Las tareas:
- A) Responde según el fragmento de código:
(i) ¿Qué hay que hacer con input_img y uploaded_img si no se van a usar?
(ii) ¿En qué idioma da mejores resultados el modelo?
(iii) ¿Qué valores admite el parámetro model?
- B) Por favor, escribe lo que sigue en el fragmento de código, a partir de la última línea mostrada.

Bloque de texto:

______

Si no usaras input_img ni uploaded_img debes dejarlas en blanco.

####Este modelo es multilingüe, puedes buscar en ingles, español, etc. o mezclados. En ingles entrega mejores resultados ٩(˘◡˘)۶


In [None]:
import argparse
import math
from pathlib import Path
import sys
model = "16384" #@param ["16384", "1024"] {type:"string"}
sys.path.append('./taming-transformers')

from IPython import display
from omegaconf import OmegaConf
from PIL import Image
from taming.models import cond_transformer, vqgan
import torch
from torch import nn, optim
from torch.nn import functional as F
from torchvision import transforms
from torchvision.transforms import functional as TF
from tqdm.notebook import tqdm

from CLIP import clip

def sinc(x):
    return torch.where(x != 0, torch.sin(math.pi * x) / (math.pi * x), x.new_ones([]))


def lanczos(x, a):
    cond = torch.logical_and(-a < x, x < a)
    out = torch.where(cond, sinc(x) * sinc(x/a), x.new_zeros([]))
    return out / out.sum()


def ramp(ratio, width):
    n = math.ceil(width / ratio + 1)
    out = torch.empty([n])

______

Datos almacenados

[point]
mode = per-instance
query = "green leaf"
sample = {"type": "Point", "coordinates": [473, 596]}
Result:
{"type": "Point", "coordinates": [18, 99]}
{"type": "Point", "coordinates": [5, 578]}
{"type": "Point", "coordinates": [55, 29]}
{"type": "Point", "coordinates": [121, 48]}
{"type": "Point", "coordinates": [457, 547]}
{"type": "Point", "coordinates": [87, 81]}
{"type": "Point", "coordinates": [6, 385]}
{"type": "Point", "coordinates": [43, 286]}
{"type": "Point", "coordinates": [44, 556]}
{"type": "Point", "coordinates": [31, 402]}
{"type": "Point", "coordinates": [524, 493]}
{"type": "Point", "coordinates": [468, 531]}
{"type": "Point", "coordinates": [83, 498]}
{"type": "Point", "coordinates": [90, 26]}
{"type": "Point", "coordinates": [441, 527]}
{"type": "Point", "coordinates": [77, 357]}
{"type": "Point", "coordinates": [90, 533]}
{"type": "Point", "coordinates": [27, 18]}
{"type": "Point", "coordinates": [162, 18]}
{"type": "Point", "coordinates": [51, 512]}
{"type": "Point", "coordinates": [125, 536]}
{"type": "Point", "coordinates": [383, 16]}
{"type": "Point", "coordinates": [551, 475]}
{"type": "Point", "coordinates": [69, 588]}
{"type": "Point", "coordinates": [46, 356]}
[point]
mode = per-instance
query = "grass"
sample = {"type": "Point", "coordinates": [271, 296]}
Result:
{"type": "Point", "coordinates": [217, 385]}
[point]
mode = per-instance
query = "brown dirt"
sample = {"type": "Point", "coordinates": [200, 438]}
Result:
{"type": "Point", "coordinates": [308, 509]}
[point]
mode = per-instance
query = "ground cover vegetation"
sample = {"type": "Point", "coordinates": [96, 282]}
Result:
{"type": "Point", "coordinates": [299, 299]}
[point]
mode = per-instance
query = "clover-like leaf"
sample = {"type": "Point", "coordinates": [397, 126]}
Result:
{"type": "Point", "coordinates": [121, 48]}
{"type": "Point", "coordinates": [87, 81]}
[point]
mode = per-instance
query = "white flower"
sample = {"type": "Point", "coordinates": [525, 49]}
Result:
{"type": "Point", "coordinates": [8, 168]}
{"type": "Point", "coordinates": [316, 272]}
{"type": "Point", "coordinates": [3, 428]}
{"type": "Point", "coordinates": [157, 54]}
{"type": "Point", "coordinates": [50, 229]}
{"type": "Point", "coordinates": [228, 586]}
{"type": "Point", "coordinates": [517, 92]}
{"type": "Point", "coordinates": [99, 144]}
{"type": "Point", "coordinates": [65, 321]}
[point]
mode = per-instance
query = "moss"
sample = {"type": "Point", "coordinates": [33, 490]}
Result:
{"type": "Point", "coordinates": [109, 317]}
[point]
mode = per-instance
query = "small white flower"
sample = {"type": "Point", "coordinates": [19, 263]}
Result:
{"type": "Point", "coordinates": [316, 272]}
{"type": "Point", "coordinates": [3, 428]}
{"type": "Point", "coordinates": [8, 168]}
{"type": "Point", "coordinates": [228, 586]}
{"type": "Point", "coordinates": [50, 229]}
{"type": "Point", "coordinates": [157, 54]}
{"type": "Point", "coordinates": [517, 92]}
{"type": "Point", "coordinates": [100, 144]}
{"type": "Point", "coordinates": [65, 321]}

______

Respuestas escritas:
- A)
(i) Dejarlas en blanco.
(ii) En inglés.
(iii) "16384" y "1024".

- B)
    cur = 0
    for i in range(out.shape[0]):
        out[i] = cur
        cur += ratio
    return torch.cat([-out[1:].flip([0]), out])[1:-1]


def resample(input, size, align_corners=True):
    n, c, h, w = input.shape
    dh, dw = size

    input = input.view([n * c, 1, h, w])

    if dh < h:
        kernel_h = lanczos(ramp(dh / h, 2), 2).to(input.device, input.dtype)
        pad_h = (kernel_h.shape[0] - 1) // 2
        input = F.pad(input, (0, 0, pad_h, pad_h), 'reflect')
        input = F.conv2d(input, kernel_h[None, None, :, None])

    if dw < w:
        kernel_w = lanczos(ramp(dw / w, 2), 2).to(input.device, input.dtype)
        pad_w = (kernel_w.shape[0] - 1) // 2
        input = F.pad(input, (pad_w, pad_w, 0, 0), 'reflect')
        input = F.conv2d(input, kernel_w[None, None, None, :])

    input = input.view([n, c, h, w])
    return F.interpolate(input, size, mode='bicubic', align_corners=align_corners)
    

def replace_grad(fake, real):
    return fake.detach() - real.detach() + real


class Prompt(nn.Module):
    def __init__(self, embed, weight=1., stop=float('-inf')):
        super().__init__()
        self.register_buffer('embed', embed)
        self.register_buffer('weight', torch.as_tensor(weight))
        self.register_buffer('stop', torch.as_tensor(stop))

    def forward(self, input):
        input_normed = F.normalize(input.unsqueeze(1), dim=2)
        embed_normed = F.normalize(self.embed.unsqueeze(0), dim=2)
        dists = input_normed.sub(embed_normed).norm(dim=2).div(2).arcsin().pow(2).mul(2)
        dists = dists * self.weight.sign()
        return self.weight.abs() * replace_grad(dists, torch.maximum(dists, self.stop)).mean()


def parse_prompt(prompt):
    vals = prompt.rsplit(':', 2)
    vals = vals + ['', '1', '-inf'][len(vals):]
    return vals[0], float(vals[1]), float(vals[2])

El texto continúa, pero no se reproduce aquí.